Microsoft clamps down on software piracy

Windows 8 desktopA tip-off by Microsoft has led to six arrests and the seizure of goods worth more than £100,000 ($160,000) at three houses in the UK.

Microsoft alerted the new Police Intellectual Property Crime Unit (PIPCU) at City of London police about suspected counterfeit software sales in Humberside. The police followed up on the tip-off as part of an ongoing investigation into the sale of fake product keys, Windows re-installation discs and key cards on online auction sites.

“Cybercrime can take many forms, ranging from manufacturing and selling counterfeit software, to stealing money, personal information and even identities from people’s computers using malware,” Abrahim Bakhtiar, an attorney at Microsoft's Digital Crimes Unit, said.

Police released one of the six people, while the rest are out on bail. An undisclosed number of counterfeit items were seized from a house in Barton-upon-Humber, and police also took computer equipment, documents and other items from two other properties.

Earlier this year, Juan Hardoy, who heads up Microsoft's anti-piracy and digital crime unit for Europe, the Middle East and Africa (EMEA), noted that pirates are getting smarter, transitioning from physical counterfeit disks to a download business model and using more sophisticated spamming techniques to peddle their illicit copies of software.

He estimated around 45 per cent of pirated software is now web-based, with another 21 per cent bought via street markets and similar outlets.

> Exercise data:
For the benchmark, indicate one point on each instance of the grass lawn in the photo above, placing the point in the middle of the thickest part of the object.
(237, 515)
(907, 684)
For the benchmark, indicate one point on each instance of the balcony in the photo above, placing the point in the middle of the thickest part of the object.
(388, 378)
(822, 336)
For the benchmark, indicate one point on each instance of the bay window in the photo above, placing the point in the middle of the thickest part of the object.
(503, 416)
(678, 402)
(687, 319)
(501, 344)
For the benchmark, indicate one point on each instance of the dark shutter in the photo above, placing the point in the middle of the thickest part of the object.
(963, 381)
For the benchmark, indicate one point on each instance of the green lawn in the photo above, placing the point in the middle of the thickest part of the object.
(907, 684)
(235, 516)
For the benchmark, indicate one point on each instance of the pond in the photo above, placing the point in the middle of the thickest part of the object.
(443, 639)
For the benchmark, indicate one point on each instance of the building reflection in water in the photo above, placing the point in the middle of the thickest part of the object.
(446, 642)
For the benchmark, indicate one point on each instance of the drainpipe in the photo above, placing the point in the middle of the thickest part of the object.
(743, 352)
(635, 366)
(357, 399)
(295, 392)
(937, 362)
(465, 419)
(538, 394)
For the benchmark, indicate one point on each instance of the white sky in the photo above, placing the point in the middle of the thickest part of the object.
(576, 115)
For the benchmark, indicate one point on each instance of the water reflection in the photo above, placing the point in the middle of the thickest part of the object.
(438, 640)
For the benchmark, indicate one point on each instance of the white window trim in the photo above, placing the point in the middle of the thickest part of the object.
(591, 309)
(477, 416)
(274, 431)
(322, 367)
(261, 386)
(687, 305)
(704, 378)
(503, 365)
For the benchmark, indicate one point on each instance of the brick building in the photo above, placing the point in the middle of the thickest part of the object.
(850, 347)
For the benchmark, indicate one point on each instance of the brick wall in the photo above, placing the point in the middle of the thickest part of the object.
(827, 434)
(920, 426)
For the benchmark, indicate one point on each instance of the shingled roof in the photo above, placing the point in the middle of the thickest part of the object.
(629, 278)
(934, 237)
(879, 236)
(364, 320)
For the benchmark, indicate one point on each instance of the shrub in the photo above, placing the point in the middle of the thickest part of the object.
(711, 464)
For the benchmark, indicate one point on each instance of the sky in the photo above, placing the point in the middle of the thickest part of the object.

> Task brief: List the counterfeit goods sold on online auction sites that the police investigation in the software piracy article concerns.

> Result of this task:
- fake product keys
- Windows re-installation discs
- key cards